Posted in Biography (Sunday, July 6, 2008)
Written by Anne Frank. By Doubleday.
There are some available for $17.00.
Read more...
Purchase Information
5 comments about The Diary of Anne Frank (Critical Edition) (Critical Editions).
- The Diary of Anne Frank is one of those books many people read in school. For reasons I don't remember I was not one of them. I stumbled on this version and decided it was time.
Overall this is an excellent compendium of the 3 versions of the diary. The first 175 pages give you the history of the Frank Family, how they were arrested and suspects for betrayal. It also delves into the challenges of Fraud that has been lodged against the diaries. The author shows how these claims are baseless and the gives you the process used to debunk the claims.
This is not a simple read. This book is more for the scholar then the casual reader. Especially when faced with up to three versions of each passage in the diaries. The casual reader will probably find themselves skipping the other passages.
My wife said there were versions that painted Anne as a Saint and I did not see that in this edition. I saw the average teenage girl with the usual complaints about family and the horrible times she found herself in. Yet, she managed to find herself infatuated with boys and tried to outlast the fate that would happen to her.
This is a book all should read especially when considering it has been banned a few times.
- I am going to tell you about the best book I have ever read. The best book I have read is
The Diary of Anne Frank. It is about a little girl that is Jewish. It takes place in 1945 during World War II. It talks about them being scared of hearing a knock at the door. It talks about them getting sent to concentration camps and how the people get tortured there like in gas chambers that is were they stick you in a room air tight and fill the room with deadly gas fumes. They wood also cut all your hair off and tattoo a number on you. Most of the people would die because they would freeze to death because it was so cold. They were fed very little food and their beds had flies all around them and they would make you have a job like cleaning the bathrooms. So you can see people there were treated very badly. And all this happened because one man named Hitler wanted to do this all because the people where Jewish. These are just a few things why this is my favorite book. And I think that you should read this book too.
- I really didnt know much about Anne Frank and the Holocaust until my seventh grade year. But once i learned about it i developed an interest in it. It was a sad SAD thing to study but it is life which i want to learn more about and it is history which i love to study. Anne Frank was the most interesting person that i studied about in the Holocaust. Read the book and find out just how interesting she was!!!!

# # #

▸ **Task instructions**
1. Set down the stretch of the reader comments on The Diary of Anne Frank from "There are some" through "it was time." word for word.
2. In the reader comments on The Diary of Anne Frank, condense the paragraph beginning "Overall this is an excellent compendium" into a short bulleted list that keeps its main facts.

▸ **The data**
# # #

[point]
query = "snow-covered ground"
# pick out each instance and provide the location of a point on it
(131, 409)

# # #

▸ **Activity answers**
1.
There are some available for $17.00.
Read more...
Purchase Information
5 comments about The Diary of Anne Frank (Critical Edition) (Critical Editions).
- The Diary of Anne Frank is one of those books many people read in school. For reasons I don't remember I was not one of them. I stumbled on this version and decided it was time.

2.
- An excellent compendium of the three versions of the diary
- First 175 pages: the Frank family's history, how they were arrested, and suspects for betrayal
- Examines the fraud challenges lodged against the diaries
- The author shows these claims are baseless and describes the process used to debunk them